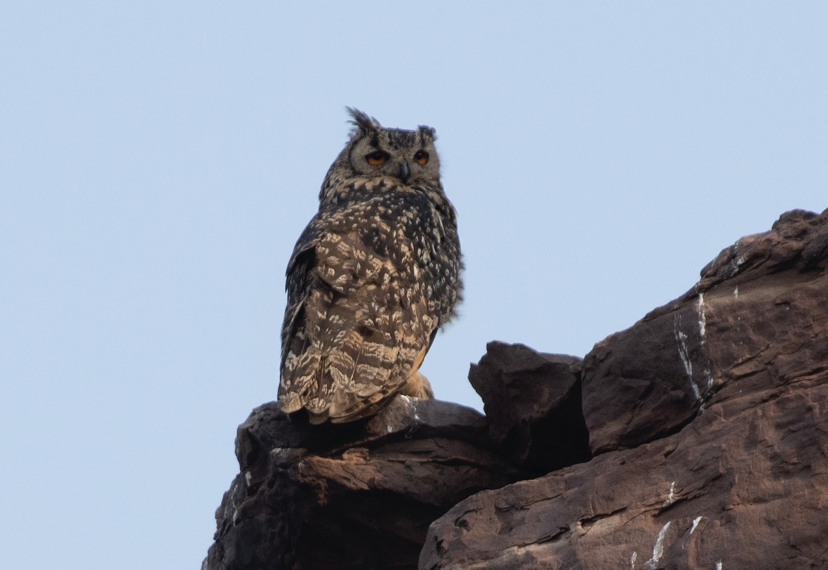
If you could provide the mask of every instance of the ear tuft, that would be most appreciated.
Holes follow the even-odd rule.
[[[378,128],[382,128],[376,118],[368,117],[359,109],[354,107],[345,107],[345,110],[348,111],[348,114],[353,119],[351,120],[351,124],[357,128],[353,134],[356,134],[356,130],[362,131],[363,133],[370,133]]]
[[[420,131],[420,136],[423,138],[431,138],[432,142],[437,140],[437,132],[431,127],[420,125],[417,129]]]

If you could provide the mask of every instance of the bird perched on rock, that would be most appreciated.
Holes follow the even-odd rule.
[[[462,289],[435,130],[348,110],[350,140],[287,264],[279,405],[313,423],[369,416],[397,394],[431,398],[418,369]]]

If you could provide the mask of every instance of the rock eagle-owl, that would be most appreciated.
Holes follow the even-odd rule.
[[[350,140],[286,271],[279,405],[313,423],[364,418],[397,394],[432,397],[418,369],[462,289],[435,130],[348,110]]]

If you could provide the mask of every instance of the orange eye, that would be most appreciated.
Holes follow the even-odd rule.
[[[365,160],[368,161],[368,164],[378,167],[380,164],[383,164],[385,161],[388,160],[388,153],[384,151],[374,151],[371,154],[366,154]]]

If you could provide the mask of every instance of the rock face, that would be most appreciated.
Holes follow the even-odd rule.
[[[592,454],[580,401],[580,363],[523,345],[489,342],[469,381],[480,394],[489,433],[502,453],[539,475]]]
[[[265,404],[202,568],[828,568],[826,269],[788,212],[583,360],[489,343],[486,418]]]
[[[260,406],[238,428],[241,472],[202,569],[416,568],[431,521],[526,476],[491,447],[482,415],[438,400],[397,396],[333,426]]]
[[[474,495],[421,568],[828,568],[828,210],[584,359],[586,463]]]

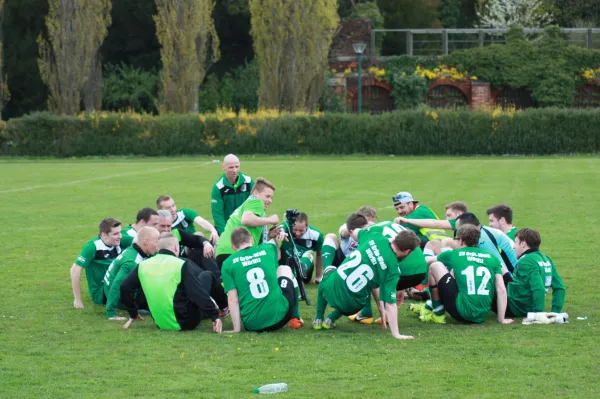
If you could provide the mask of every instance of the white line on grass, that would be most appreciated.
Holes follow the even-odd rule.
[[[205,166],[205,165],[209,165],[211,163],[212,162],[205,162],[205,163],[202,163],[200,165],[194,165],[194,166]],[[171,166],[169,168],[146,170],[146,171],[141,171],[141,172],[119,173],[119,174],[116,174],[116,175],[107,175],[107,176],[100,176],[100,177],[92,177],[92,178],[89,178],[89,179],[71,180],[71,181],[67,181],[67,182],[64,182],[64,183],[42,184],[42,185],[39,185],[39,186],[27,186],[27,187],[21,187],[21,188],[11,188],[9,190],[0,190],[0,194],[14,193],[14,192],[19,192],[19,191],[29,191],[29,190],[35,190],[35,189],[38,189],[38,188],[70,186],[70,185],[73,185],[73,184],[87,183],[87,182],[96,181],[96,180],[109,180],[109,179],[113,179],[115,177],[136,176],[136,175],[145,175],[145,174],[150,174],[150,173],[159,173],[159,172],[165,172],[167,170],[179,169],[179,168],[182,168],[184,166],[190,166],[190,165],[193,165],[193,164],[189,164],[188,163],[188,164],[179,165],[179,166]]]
◆ ◆ ◆ ◆ ◆ ◆ ◆
* [AIM] Rewrite the lines starting with the line containing "eye, that would be most appreciated." and going on through the line containing "[[[474,495],[421,568],[828,568],[828,210],[584,359],[586,463]]]", replacing "rock face" with "cliff face" and leaving everything else unchanged.

* [ANSWER TO THIS PROBLEM]
If you could provide the mask of every instance of the orange eye, that would be most appreciated.
Holes follow the even-odd rule.
[[[365,160],[368,161],[368,164],[378,167],[380,164],[383,164],[385,161],[388,160],[388,153],[384,151],[374,151],[371,154],[366,154]]]

If you could provide the mask of every instance of the cliff face, that would be most appreciated.
Holes follow the even-odd rule.
[[[592,454],[580,401],[580,363],[523,345],[489,342],[469,381],[480,394],[489,433],[502,453],[539,475]]]
[[[265,404],[202,568],[828,568],[826,269],[788,212],[583,360],[489,343],[486,418]]]
[[[260,406],[238,428],[241,472],[202,569],[416,568],[431,521],[526,476],[491,447],[482,415],[438,400],[397,396],[333,426]]]
[[[474,495],[421,568],[828,568],[828,210],[584,359],[586,463]]]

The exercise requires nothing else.